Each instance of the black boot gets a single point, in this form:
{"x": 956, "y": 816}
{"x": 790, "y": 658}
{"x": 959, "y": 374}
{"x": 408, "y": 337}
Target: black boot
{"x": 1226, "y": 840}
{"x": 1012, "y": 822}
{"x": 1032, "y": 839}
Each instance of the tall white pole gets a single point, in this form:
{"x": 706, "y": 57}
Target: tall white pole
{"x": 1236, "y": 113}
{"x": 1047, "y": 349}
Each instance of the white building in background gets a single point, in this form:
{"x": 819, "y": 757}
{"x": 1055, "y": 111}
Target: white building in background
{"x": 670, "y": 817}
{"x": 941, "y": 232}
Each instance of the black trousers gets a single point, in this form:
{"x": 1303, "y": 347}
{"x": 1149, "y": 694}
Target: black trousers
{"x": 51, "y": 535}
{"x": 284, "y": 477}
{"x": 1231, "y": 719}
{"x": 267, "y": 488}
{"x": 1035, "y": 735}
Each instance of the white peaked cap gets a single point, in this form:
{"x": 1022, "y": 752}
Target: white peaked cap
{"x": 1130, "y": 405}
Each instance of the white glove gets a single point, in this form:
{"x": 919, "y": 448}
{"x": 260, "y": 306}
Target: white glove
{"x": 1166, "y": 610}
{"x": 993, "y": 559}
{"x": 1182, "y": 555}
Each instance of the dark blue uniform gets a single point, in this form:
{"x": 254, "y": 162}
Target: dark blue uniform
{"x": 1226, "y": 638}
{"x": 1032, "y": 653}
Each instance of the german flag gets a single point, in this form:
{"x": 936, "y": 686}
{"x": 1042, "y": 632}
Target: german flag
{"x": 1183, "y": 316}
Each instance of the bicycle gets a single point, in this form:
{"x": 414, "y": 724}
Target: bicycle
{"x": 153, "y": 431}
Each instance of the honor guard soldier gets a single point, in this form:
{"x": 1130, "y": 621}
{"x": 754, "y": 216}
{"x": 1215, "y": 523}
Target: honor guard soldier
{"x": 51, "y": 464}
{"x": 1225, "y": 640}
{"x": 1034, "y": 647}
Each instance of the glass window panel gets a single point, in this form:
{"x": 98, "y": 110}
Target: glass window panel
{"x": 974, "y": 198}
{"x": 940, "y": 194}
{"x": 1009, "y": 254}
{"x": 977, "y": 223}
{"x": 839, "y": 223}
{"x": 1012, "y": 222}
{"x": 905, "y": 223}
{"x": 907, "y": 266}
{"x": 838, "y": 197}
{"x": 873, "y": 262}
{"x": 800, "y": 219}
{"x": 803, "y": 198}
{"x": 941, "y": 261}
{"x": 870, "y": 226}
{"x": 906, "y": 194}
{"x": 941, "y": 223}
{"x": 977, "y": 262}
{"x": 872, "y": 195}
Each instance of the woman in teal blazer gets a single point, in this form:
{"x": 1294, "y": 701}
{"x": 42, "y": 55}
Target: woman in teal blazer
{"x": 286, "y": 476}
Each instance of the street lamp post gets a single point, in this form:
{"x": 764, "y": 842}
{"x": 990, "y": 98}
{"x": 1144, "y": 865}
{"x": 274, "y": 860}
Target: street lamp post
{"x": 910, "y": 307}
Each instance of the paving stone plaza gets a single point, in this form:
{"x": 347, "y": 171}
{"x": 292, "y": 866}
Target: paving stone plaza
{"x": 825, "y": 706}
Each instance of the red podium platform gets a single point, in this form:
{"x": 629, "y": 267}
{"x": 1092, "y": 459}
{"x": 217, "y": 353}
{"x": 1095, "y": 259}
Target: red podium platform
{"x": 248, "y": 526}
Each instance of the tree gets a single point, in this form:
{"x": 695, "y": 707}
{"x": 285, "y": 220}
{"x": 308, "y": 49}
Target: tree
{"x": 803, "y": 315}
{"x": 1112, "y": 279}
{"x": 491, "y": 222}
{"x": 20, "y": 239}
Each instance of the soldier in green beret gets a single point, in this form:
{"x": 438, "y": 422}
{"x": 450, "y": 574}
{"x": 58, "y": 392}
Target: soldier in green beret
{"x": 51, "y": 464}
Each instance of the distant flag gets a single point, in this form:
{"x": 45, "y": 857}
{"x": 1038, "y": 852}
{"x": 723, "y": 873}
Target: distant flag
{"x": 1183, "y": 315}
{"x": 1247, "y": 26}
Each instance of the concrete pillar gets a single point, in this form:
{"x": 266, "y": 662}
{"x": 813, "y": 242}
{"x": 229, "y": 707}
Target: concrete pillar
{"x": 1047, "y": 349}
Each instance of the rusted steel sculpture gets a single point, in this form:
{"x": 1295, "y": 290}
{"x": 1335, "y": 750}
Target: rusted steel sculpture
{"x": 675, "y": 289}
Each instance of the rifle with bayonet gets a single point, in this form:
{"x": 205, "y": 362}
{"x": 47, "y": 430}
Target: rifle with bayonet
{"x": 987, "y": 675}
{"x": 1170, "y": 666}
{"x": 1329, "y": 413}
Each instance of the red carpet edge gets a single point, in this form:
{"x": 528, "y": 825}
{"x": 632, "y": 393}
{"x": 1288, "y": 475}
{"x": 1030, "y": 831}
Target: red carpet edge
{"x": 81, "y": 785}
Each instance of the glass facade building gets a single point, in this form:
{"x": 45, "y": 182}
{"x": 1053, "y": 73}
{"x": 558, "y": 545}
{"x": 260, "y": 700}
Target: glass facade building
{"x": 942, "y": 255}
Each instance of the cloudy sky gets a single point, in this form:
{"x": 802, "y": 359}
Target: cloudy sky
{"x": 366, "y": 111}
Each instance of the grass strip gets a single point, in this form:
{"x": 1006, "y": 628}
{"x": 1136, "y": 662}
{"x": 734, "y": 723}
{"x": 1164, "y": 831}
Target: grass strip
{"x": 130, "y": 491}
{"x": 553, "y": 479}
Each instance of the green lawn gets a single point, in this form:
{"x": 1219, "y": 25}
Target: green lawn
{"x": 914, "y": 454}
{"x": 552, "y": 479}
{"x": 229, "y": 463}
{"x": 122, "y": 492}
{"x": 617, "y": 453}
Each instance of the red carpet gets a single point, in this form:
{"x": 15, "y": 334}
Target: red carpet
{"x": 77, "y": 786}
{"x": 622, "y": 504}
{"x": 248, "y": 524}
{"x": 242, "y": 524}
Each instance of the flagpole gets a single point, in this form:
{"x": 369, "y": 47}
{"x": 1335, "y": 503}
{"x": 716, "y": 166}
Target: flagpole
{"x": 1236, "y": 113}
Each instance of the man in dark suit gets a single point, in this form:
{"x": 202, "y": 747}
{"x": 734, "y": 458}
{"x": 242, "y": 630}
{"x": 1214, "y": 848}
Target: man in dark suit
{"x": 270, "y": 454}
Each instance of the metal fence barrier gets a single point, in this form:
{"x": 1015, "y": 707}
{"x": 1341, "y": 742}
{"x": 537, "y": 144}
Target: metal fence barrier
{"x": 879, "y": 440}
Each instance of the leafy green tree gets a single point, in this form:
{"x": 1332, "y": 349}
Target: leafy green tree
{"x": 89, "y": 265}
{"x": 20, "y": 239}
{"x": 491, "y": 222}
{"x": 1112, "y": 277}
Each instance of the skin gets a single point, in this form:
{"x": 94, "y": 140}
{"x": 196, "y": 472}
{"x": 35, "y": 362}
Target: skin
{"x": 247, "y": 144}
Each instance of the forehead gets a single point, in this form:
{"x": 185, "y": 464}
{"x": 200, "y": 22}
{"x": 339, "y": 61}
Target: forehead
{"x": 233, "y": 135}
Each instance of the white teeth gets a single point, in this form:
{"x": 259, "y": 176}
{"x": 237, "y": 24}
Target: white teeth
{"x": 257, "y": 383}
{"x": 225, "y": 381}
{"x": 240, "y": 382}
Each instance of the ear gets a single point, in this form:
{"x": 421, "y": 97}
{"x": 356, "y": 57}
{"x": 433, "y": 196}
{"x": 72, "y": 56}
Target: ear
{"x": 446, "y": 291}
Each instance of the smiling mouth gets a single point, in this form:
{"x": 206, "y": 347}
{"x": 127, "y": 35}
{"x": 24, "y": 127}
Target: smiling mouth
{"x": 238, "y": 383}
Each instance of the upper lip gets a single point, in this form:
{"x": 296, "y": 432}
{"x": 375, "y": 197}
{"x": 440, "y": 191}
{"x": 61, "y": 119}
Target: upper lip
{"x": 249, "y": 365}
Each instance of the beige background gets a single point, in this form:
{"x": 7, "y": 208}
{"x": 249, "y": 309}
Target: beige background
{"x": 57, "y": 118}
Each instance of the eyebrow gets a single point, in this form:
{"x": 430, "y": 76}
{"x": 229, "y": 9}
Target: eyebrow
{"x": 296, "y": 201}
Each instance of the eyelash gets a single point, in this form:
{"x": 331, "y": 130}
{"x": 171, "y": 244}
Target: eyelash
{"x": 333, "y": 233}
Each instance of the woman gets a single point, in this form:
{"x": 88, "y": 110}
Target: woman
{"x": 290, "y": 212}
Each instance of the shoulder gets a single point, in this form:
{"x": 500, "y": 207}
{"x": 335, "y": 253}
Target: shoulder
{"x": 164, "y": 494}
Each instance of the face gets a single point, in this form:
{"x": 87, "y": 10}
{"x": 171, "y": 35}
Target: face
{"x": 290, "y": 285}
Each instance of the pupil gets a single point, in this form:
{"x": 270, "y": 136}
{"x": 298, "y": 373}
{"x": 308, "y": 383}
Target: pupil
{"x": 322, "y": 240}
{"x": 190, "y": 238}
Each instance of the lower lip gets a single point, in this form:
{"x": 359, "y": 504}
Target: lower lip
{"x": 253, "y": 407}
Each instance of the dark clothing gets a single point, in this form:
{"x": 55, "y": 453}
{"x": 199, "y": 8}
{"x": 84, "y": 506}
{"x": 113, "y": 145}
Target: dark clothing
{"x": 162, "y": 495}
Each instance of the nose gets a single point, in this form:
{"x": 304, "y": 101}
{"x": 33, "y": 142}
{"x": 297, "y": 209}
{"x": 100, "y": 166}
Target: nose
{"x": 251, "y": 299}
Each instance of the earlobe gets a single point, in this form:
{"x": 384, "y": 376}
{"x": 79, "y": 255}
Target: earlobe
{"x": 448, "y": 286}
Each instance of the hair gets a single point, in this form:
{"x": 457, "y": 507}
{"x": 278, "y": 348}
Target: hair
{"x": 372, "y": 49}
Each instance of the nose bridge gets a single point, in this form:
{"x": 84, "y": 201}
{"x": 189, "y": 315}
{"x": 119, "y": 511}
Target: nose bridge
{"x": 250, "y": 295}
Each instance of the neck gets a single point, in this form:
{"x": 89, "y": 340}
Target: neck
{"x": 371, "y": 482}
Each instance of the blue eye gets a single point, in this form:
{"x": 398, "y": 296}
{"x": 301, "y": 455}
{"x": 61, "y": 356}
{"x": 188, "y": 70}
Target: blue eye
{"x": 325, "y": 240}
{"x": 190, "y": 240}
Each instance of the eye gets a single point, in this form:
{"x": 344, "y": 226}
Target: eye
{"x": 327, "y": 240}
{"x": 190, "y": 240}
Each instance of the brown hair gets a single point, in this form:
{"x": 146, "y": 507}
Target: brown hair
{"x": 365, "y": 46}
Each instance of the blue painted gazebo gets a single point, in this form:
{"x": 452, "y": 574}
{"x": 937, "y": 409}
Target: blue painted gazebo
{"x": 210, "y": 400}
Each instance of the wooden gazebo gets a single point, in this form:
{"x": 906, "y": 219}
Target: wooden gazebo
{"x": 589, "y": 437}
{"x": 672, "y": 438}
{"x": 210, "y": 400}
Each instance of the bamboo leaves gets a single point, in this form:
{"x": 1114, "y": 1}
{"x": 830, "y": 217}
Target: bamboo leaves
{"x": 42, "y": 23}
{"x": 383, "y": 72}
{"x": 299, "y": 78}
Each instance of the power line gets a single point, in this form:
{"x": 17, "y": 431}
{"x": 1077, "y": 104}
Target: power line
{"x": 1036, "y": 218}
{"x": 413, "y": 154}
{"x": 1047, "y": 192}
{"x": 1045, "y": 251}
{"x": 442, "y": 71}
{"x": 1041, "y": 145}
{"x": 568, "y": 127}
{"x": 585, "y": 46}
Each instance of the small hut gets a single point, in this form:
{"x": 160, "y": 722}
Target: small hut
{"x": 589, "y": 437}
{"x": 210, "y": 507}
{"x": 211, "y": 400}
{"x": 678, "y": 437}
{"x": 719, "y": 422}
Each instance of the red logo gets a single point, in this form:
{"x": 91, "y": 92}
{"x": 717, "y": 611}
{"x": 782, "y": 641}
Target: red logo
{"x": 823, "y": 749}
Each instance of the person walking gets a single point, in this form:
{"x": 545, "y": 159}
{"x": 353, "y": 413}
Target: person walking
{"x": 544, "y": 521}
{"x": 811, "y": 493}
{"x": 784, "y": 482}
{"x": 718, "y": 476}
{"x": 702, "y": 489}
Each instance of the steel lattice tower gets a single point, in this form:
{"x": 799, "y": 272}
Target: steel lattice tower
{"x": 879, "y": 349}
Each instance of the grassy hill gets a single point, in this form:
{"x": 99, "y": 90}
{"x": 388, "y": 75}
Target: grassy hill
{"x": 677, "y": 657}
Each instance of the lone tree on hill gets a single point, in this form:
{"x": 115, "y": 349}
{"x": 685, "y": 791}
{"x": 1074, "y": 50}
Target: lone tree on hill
---*---
Would you please filter the lines above and copy every one that includes "lone"?

Result:
Each instance of the lone tree on hill gets a single point, in this form:
Target: lone tree on hill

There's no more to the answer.